Task directions.
Gather each line in the source data below that contains the string "Target".

═══ Input ═══

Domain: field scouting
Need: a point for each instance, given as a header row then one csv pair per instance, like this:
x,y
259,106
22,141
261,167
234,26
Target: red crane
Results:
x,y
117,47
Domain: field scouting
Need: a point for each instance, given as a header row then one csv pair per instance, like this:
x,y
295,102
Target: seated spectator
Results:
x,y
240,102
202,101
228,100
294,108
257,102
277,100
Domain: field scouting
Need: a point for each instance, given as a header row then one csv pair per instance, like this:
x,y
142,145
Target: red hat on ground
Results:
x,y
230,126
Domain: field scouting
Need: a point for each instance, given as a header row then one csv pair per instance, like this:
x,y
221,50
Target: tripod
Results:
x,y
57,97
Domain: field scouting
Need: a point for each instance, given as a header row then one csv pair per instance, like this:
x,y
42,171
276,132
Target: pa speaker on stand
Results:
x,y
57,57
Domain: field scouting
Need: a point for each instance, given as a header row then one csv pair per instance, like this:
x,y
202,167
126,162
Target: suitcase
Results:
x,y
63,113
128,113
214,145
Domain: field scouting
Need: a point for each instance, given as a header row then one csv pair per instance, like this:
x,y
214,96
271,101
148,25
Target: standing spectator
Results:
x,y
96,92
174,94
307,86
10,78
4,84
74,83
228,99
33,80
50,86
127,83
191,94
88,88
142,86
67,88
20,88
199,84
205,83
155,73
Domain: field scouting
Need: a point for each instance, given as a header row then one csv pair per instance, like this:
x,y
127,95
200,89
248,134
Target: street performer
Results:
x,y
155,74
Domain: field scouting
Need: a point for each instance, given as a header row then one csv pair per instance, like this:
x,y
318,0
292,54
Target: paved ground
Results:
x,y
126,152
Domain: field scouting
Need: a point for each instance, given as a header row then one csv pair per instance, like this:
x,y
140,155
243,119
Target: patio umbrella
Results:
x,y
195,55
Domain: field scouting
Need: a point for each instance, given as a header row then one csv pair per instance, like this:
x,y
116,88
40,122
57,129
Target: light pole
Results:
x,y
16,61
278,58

═══

Exercise answer.
Target: red crane
Target: seated spectator
Target: red hat on ground
Target: tripod
Target: pa speaker on stand
Target: suitcase
Target: standing spectator
Target: street performer
Target: paved ground
Target: patio umbrella
Target: light pole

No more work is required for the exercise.